_Task instructions_
Please say how many lines in the records below contain the word "positive", giving the number alone.

_Data extracts_
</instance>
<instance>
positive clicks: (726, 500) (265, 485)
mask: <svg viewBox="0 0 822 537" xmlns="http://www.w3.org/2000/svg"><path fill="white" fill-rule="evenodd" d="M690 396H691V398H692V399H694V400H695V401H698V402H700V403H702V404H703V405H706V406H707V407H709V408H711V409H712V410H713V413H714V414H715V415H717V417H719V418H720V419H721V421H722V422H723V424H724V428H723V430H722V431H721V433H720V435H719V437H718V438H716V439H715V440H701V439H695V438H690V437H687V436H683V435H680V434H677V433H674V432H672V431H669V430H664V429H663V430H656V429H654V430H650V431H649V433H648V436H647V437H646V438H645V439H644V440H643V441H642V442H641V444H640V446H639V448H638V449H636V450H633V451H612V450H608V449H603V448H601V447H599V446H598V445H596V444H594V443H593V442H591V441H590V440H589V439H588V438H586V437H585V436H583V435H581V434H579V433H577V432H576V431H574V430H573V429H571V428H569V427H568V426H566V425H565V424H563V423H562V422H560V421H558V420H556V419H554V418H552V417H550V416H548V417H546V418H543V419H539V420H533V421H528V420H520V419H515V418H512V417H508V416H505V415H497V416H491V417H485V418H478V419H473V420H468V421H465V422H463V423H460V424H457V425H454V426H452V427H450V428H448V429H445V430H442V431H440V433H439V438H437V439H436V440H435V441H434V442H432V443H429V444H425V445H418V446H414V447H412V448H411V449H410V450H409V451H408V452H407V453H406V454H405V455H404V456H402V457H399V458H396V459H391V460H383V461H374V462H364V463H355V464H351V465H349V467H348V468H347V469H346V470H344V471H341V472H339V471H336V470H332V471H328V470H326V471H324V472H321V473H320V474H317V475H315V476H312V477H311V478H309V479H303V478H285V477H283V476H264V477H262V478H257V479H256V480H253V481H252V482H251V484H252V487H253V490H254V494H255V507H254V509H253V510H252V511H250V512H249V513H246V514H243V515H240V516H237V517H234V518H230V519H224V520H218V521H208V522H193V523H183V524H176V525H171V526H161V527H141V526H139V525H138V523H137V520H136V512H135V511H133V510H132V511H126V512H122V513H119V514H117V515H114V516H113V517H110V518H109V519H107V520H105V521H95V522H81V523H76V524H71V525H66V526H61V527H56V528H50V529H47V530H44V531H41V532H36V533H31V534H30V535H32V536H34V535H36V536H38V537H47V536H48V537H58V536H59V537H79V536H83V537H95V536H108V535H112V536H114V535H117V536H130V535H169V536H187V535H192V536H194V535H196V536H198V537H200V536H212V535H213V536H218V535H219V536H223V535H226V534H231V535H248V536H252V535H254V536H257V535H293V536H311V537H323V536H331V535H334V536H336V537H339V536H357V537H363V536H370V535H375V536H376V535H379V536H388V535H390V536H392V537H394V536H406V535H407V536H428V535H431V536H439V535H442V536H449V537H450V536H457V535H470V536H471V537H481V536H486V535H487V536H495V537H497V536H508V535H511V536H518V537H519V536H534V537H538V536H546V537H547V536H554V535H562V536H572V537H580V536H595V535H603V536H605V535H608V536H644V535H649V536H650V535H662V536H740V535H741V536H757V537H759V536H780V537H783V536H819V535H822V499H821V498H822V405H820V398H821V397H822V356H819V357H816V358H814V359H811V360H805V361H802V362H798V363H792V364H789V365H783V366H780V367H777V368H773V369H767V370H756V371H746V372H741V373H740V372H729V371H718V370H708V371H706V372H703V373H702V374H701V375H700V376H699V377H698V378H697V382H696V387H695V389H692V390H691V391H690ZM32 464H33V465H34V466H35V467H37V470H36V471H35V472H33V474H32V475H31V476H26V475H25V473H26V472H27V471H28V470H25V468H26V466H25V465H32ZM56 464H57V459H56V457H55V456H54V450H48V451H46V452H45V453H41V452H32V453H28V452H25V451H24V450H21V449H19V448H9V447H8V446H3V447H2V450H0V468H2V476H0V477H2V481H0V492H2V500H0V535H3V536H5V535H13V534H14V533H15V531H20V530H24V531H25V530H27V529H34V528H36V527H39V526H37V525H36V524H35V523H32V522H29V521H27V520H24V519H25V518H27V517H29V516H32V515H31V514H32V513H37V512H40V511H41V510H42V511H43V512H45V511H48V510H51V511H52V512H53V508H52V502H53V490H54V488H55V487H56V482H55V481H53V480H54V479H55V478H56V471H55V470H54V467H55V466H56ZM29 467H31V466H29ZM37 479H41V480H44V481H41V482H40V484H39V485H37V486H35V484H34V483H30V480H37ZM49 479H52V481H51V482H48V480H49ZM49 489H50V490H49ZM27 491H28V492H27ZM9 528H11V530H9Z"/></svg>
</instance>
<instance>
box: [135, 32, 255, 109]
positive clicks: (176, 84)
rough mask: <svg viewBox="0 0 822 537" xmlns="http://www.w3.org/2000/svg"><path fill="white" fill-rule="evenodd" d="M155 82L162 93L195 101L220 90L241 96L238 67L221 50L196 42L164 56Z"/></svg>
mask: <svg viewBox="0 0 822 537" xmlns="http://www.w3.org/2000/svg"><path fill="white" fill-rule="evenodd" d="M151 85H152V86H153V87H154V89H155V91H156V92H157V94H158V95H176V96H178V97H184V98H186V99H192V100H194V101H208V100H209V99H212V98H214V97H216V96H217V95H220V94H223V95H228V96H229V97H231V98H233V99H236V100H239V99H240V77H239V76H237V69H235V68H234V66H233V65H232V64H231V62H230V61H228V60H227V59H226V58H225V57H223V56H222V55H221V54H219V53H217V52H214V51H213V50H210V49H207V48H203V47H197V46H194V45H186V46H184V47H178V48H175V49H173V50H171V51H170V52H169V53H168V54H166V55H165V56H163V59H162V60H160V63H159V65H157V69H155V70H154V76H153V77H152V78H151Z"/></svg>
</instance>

_Exercise result_
2